SELECTED EXTRACT:

Variable	Description
name	Name of the character
height	Height (cm)
mass	Weight (kg)
hair_color, skin_color, eye_color	Hair, skin, and eye colors
birth_year	Year born (BBY = Before Battle of Yavin)
gender	male, female, hermaphrodite, or none
homeworld	Name of homeworld
species	Name of species
films	List of films the character appeared in
vehicles	List of vehicles the character has piloted
starships	List of starships the character has piloted

5 / 52

`ggplot2` and the grammar of graphics

The {ggplot2} package has a special syntax and I will point out things you should note as we move through this module. First up, the library is called ggplot2 but the command starts with ggplot so don't let that throw you off-track.

Second, you need to have a data-set to work with. In the code below I start by loading the library and then specifying the data-set to be used.

library(ggplot2)
ggplot(data = starwars)

6 / 52

Nothing results from these commands because we have not yet specified anything about what should go on the x-axis, what should go on the y-axis. Well, let us do that then by asking for the column eye_color to be put on the x-axis.

ggplot(
  data = starwars,
  mapping = aes(
    x = eye_color
    )
  )

7 / 52

`geom_bar()` ... the bar-chart

This results in a gray canvas with the eye colors on the x-axis but nothing else has been drawn since we have not specified the geometry ... do you want a bar-chart? histogram? dot-plot? line-chart? This is a categorical variable and hence a bar-chart would be appropriate. We call for a bar-chart with the geom_bar() command.

ggplot(
  data = starwars,
  mapping = aes(
    x = eye_color
    )
  ) +
  geom_bar()

8 / 52

`color` versus `fill`

The aes() refers to the aesthetics of the chart, and many other aesthetics can be added, such as group, color, fill, size, alpha, etc. We will see some of these in due course but for now I want to focus on two of these, both involving coloring of the geom_. Specifically, there are two commands for adding colors -- (1) color or colour, and (2) fill -- to a chart.

ggplot(
  data = starwars,
  mapping = aes(
    x = eye_color,
    color = eye_color
    )
  ) +
  geom_bar()

REQUIREMENTS:
a) In the ggplot2 tutorial, rewrite the stretch from "Second, you need" through "ggplot(data = starwars)", swapping "data-set" for "dataset".
b) In the ggplot2 tutorial, which command is used to call for a bar chart?
c) Continue the ggplot2 tutorial from where it stops.

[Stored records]

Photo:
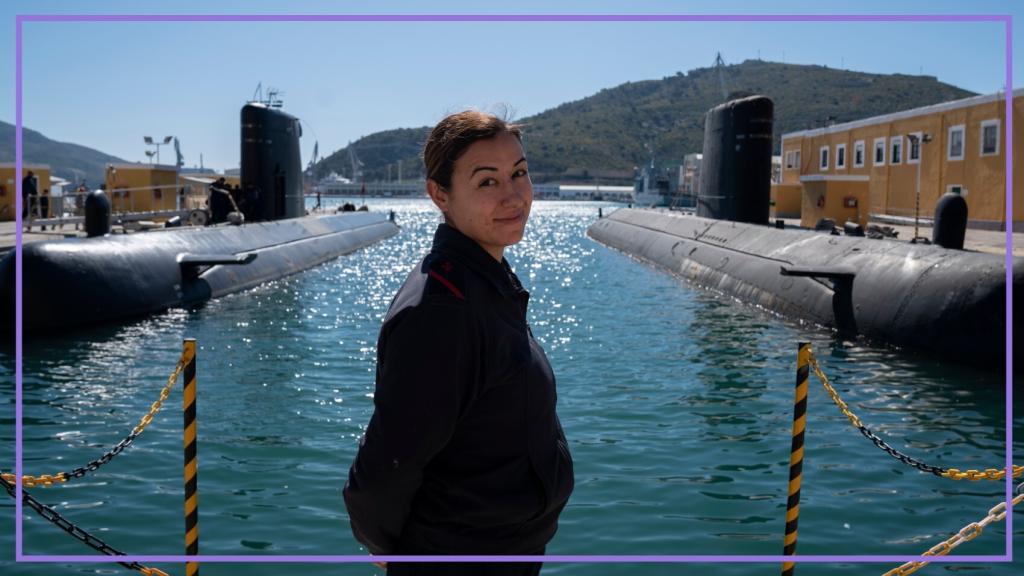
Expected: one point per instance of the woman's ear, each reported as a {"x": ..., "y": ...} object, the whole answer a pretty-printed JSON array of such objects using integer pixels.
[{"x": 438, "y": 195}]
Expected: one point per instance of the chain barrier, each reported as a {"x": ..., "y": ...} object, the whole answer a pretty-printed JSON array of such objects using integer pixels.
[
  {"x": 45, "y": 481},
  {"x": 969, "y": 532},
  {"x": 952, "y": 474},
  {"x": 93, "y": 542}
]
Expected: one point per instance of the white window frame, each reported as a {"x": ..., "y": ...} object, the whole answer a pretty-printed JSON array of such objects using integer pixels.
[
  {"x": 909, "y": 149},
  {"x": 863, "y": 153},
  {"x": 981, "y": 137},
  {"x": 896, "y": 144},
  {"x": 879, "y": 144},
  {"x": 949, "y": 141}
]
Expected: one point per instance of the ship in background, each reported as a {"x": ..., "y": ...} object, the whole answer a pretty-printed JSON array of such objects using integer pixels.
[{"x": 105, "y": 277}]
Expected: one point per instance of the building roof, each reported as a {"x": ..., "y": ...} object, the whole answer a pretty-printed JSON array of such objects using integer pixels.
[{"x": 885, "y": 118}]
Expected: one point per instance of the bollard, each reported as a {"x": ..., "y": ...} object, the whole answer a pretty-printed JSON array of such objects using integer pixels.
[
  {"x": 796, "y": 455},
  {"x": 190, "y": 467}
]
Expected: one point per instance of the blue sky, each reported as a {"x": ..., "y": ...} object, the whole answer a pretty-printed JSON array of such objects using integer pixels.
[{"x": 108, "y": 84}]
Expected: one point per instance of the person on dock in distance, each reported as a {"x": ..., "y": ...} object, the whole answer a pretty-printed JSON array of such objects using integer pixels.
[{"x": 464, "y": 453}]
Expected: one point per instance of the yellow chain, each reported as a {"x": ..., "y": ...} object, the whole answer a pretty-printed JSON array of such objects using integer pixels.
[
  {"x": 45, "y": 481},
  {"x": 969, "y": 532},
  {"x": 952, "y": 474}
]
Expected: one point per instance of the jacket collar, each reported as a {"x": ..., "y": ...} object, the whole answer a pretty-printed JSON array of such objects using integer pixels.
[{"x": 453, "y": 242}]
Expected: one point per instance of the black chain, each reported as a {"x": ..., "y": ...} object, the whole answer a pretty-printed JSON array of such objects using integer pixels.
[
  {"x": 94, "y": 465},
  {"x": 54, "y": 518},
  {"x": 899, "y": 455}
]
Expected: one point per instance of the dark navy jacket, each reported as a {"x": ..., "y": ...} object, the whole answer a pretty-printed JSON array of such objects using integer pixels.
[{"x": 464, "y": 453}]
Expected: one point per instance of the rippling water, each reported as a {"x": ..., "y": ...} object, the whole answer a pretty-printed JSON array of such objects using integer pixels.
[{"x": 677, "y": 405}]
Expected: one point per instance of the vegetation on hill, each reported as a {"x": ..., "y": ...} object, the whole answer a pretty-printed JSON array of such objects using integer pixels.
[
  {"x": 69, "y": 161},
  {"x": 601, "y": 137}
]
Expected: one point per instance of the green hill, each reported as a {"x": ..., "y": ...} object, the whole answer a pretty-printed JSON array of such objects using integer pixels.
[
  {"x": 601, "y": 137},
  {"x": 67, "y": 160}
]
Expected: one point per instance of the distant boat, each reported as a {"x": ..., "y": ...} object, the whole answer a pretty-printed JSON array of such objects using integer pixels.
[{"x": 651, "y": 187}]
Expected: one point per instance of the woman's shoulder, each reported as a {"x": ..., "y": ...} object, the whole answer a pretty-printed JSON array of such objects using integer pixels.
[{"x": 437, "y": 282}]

OUTPUTS BY TASK:
a)
Second, you need to have a dataset to work with. In the code below I start by loading the library and then specifying the dataset to be used.

library(ggplot2)
ggplot(data = starwars)

b) geom_bar()

c)
Note what the color = eye_color command did ... it drew a colored border for the bars, and an accompanying legend. What if we had used fill = eye_color instead?

9 / 52

using `fill =`

ggplot(
  data = starwars,
  mapping = aes(
    x = eye_color,
    fill = eye_color
    )
  ) +
  geom_bar()

Aha! Now the bars are filled with colors and an accompanying legend is drawn as well. So fill = and color = behave very differently, bear this in mind.

10 / 52

Adding labels with `labs`

One of the nice things about this software environment is that there are plenty of coloring schemes available to us and we will play with some of these shortly, but before we do that, let us look at one more improvement -- adding titles, subtitles, captions, and axis labels to our chart. This is done with the labs = () command.

ggplot(
  data = starwars,
  mapping = aes(
    x = eye_color,
    fill = eye_color
    )
  ) +
  geom_bar() +
  labs(
    x = "Eye Color",
    y = "Frequency (n)",
    title = "Bar-chart of Eye Colors",
    subtitle = "(of Star Wars characters)",
    caption = "My little work of art!!"
    )

Notice the text that now appears as a result of what has been specified in the labs() command.

11 / 52

Controlling the chart legend with `theme()`

In this bar-chart, do we really need the legend? No, because the colors and color names show up in the chart itself. How can we hide the legend? Turns out there is a neat command that will allow you to move the legend around/hide it.

ggplot(
  data = starwars,
  mapping = aes(
    x = eye_color,
    fill = eye_color
    )
  ) +
  geom_bar() +
  labs(
    x = "Eye Color",
    y = "Frequency (n)",
    title = "Bar-chart of Eye Colors",
    subtitle = "(of Star Wars characters)",
    caption = "My little work of art!!"
    ) +
  theme(legend.position = "none")

Instead of "none" you could have specified "bottom", "left", "top", "right" to place the legend in a particular direction.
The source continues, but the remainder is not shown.